• [Page excerpt]:

In more than 30 years of following Massachusetts politics, I'm not sure I have ever heard a major state official utter words so callous and incendiary. Healey wasn't speaking off the cuff, she was reading from a script. She actually smiled as she brushed off the tidal wave of arson and looting — and murder — as being in a good cause. She posted the quote on social media, leading one reader to comment: "I minored in Forestry. It takes a burned forest at least 50-100 years to fully recover. Is that what you want?"

Healey's atrocious attitude is what you get when ideologues allow theory to override common sense and decency. If violent criminals were burning Healey's offices or threatening her loved ones, she wouldn't regard it serenely as "how forests grow." In Minneapolis, the Star Tribune reports that the riots and arson "have devastated organizations and businesses that serve communities of color. Destruction . . . has hit immigrant- and minority-owned businesses already struggling amid the pandemic-induced shutdown. Now, ethnically diverse neighborhoods are grappling with the loss of jobs, services, and investments." That is how hope dies, not how forests grow.

Too many media celebrities were also quick to euphemize or indulge the eruption of lawlessness.

"Show me where it says protests are supposed to be polite and peaceful," demanded CNN's Chris Cuomo.

MSNBC's Ali Velshi denounced as "nonsensical" those pleading with angry protesters not to "do these things that are destructive." There is " socioeconomic injustice and racism," he insisted. "That's what's behind this. That's why people are prepared to come out and do damage to private property."

Nikole Hannah-Jones of the New York Times went on CBS to insist that wrecking business and torching neighborhoods shouldn't even be called violent. The killing of Floyd was violence, she said, not the mere destruction of "property, which can be replaced."

This willful determination by politicians and journalists to downplay the savagery and seriousness of the rioting and looting — or worse, to justify it — is a terrifying symptom of a society going off the rails.

There has been so much of this.

Numerous news organizations refused to characterize last year's violent mobs honestly — i.e., as "mobs" — lest it reflect badly on the hundreds of thousands of protesters who weren't shattering windows or stealing merchandise. The Associated Press changed its stylebook, which is followed by many newsrooms, to downplay the use of the word "riot," and warned against "focusing on rioting and property destruction rather than underlying grievance." A more honest rule wouldn't require such contortions: Distinguish between peaceful protests and violent riots. What could be more straightforward? Ah, but such a rule wouldn't take progressive newsroom politics into account, and these days, politics trumps journalism. Behold the edict from Washington Post editor Marty Baron last week: "The people who breached the Capitol are not 'protesters,' they are a 'mob.'"

• [Extracted information]:

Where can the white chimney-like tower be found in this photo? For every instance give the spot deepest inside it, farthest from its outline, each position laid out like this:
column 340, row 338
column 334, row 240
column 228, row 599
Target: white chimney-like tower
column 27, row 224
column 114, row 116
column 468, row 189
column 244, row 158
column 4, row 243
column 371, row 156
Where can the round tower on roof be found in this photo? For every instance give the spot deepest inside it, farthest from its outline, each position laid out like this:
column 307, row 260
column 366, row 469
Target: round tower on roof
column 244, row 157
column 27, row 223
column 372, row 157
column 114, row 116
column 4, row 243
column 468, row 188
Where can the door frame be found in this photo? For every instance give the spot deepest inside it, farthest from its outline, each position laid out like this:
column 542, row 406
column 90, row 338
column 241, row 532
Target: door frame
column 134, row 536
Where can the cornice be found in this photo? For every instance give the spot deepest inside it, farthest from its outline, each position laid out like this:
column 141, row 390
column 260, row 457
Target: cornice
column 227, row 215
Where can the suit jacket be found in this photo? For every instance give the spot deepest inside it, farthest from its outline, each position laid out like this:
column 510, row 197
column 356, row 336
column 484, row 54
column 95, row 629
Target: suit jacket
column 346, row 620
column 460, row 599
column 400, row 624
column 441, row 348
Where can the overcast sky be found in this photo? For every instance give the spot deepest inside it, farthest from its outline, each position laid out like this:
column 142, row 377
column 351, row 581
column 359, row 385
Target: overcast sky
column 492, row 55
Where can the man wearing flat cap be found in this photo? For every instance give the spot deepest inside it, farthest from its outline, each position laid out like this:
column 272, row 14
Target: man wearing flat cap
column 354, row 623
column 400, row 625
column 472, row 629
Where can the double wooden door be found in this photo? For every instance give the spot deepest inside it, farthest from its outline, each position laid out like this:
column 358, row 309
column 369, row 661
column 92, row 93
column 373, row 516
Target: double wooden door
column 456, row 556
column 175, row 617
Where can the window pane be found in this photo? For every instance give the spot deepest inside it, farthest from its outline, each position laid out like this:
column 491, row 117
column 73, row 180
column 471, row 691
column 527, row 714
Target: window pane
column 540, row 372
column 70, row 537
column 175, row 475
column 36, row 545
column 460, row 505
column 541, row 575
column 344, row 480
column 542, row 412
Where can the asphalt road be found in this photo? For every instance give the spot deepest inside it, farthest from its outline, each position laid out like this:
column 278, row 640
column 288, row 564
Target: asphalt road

• [Directions]:
• a. List every news organization named in the opinion excerpt on riot coverage.
• b. Extract everything in the opinion excerpt on riot coverage from "Too many media" down to "CNN's Chris Cuomo.".

• [Exercise responses]:
• a.
Star Tribune
CNN
MSNBC
New York Times
CBS
Associated Press
Washington Post

• b.
Too many media celebrities were also quick to euphemize or indulge the eruption of lawlessness.

"Show me where it says protests are supposed to be polite and peaceful," demanded CNN's Chris Cuomo.